Things to do:
A) Which model does the notebook on medical NER models describe as working "quite well"?
B) Pick up the notebook on medical NER models after its last line and keep writing it.

Extract provided:
----

In [None]:
import os
import logging
import sys
from typing import Union

import pandas as pd
from datasets import load_dataset
from pprint import pprint
from transformers import AutoTokenizer, pipeline, PreTrainedTokenizer
from tqdm import tqdm


log = logging.getLogger()
log.setLevel(logging.INFO)

handler = logging.StreamHandler(sys.stdout)
handler.setLevel(logging.DEBUG)
formatter = logging.Formatter('%(asctime)s - %(name)s - %(levelname)s - %(message)s')
handler.setFormatter(formatter)
log.addHandler(handler)

tqdm.pandas()
# some tokenizers require this
os.environ["TOKENIZERS_PARALLELISM"] = "false"

## Data loading

In [None]:
data = load_dataset("medmcqa", split="train").to_pandas()
data.fillna("", inplace=True)
data["text"] = data["question"] + "\n" + data["exp"]
data = data[data["subject_name"] == "Medicine"]
data = data.sample(1000)

## Models comparison

Models to check:
- `jarvisx17/medicine-ner` - doesn't work
- `ukkendane/bert-medical-ner` - works quite well
- `samrawal/bert-large-uncased_med-ner` - too heavy and results are questionable
- `samrawal/bert-base-uncased_clinical-ner` - better than previous one, but still some broken ents (fixed with "first" strategy?)
- `reginaboateng/clinical_bert_adapter_ner_pico_for_classification_task` - adapter-transformers lib is needed, so let's skip it but it's probably ok model

In [None]:
def test_model(
    model_name: str, data: pd.DataFrame, aggregation_strategy=None
) -> pd.DataFrame:
    pipe = pipeline(
        task="ner", model=model_name, aggregation_strategy=aggregation_strategy
    )
    data["res"] = data["text"].progress_map(pipe)
    print(len(data))
    # at least a single entity is predicted
    data_with_res = data[data["res"].map(bool)]
    log.info("Data len: {0}".format(len(data)))
    log.info("Number or records with entities: {0}".format(len(data_with_res)))

----

Recorded information:
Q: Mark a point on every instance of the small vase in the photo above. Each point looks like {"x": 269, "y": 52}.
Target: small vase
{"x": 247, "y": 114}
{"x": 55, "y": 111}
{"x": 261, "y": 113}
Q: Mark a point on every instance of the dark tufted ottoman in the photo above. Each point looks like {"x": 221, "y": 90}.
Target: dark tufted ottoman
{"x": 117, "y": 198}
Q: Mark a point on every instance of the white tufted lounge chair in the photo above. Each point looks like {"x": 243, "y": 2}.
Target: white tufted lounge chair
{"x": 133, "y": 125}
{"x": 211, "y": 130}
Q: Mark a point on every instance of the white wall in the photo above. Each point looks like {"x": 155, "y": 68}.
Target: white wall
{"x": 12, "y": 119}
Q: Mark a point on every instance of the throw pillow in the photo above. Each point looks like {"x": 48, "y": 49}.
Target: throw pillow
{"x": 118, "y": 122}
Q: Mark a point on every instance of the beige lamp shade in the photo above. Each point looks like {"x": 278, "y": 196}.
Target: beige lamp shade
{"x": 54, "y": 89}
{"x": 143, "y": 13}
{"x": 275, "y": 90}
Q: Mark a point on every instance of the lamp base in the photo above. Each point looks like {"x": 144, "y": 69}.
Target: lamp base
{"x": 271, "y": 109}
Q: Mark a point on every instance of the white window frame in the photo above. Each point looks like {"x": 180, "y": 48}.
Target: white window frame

----

Results in order:
A) `ukkendane/bert-medical-ner`

B)
    return data_with_res


def print_some_results(data_with_res: pd.DataFrame, sample: Union[int, float] = 5):
    for i, row in data_with_res.sample(min(sample, len(data_with_res))).iterrows():
        print("Id:", i, "\n")
        print("Input text:", row["text"], "\b")
        print("Entities:")
        pprint(row["res"])
        print("-" * 100)

class EntityDecoder:
    def __init__(
        self,
        tokenizer: PreTrainedTokenizer,
        tag_sep: str = "-",
        entity_key: str = "entity",
    ):
        """Replacement for hf ner pipeline if it doesn't work

        Use to assemble human-readable entities from classified tokens.

        Args:
            tokenizer (transformers.AutoTokenizer): proper transformers tokenizer
            tag_sep (str, optional): separator in class names for bio tags
                (in B-PERSON "-" is a separator). Defaults to "-".
        """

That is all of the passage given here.